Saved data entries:

# # #

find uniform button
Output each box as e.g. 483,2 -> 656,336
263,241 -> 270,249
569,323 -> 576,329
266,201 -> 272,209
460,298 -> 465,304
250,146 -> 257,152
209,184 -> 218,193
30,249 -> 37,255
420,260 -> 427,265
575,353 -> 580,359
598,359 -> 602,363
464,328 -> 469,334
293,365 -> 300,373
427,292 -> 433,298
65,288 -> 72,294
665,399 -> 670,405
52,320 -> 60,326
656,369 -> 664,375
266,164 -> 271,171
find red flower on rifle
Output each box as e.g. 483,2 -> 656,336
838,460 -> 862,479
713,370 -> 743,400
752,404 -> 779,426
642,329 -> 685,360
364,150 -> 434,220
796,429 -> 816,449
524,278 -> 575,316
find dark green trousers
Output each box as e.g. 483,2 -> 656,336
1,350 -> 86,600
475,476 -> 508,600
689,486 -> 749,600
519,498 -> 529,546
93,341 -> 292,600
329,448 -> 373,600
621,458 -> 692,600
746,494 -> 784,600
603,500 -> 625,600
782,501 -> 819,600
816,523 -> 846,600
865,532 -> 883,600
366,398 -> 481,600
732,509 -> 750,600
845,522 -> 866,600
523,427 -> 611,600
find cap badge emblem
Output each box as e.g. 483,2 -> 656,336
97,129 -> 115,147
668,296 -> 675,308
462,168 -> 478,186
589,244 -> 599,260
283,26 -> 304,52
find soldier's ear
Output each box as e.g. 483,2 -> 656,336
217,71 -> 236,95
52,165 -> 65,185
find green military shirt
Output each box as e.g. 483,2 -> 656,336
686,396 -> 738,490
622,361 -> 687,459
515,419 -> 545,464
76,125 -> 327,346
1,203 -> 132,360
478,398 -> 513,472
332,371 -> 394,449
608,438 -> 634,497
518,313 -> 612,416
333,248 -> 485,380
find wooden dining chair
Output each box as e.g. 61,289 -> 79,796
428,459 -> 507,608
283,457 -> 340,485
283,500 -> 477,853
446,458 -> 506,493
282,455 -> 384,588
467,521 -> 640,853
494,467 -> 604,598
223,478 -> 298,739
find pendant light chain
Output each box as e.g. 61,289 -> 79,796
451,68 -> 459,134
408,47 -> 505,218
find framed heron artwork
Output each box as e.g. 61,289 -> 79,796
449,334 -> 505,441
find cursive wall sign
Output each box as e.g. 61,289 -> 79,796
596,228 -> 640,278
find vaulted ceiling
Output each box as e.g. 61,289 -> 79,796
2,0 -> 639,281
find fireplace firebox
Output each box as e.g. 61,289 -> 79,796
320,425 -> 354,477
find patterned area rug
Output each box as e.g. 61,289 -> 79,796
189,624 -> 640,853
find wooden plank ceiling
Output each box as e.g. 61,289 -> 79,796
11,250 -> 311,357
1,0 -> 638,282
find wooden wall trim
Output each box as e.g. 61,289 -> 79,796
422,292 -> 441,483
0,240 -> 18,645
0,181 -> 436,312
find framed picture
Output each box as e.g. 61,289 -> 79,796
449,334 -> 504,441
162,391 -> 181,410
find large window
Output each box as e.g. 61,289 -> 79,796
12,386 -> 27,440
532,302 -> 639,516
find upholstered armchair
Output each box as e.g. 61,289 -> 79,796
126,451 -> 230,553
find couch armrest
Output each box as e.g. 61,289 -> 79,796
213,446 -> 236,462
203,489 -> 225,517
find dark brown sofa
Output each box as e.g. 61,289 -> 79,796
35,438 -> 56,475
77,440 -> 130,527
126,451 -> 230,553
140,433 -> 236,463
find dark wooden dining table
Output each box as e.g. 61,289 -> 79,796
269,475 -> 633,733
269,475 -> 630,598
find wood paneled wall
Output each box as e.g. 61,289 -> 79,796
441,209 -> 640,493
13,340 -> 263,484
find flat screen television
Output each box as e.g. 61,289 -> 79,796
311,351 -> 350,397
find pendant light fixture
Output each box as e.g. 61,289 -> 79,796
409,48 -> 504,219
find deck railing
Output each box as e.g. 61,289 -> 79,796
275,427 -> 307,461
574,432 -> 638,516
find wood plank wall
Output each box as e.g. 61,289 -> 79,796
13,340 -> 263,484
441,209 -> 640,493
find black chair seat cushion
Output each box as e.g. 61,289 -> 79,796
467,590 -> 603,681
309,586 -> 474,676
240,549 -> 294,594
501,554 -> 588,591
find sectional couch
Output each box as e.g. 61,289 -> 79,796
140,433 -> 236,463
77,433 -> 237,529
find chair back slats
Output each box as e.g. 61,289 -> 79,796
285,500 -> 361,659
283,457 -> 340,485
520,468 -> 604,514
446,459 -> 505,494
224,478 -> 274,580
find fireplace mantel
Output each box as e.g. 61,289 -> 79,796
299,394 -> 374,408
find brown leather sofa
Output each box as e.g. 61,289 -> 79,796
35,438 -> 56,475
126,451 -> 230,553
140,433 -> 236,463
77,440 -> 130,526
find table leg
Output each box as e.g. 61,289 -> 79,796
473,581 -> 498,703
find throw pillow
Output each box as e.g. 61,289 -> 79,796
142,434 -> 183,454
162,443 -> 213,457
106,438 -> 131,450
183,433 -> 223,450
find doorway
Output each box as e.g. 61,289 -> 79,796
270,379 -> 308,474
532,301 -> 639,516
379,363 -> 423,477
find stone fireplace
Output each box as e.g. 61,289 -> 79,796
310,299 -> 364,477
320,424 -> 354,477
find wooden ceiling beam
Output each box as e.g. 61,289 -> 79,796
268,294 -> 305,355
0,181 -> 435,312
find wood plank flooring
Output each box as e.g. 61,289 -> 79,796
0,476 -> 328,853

# # #

▶ Work to complete
Of the lines above, copy each one that contains the word "couch".

▶ Your response
find couch armrest
find sectional couch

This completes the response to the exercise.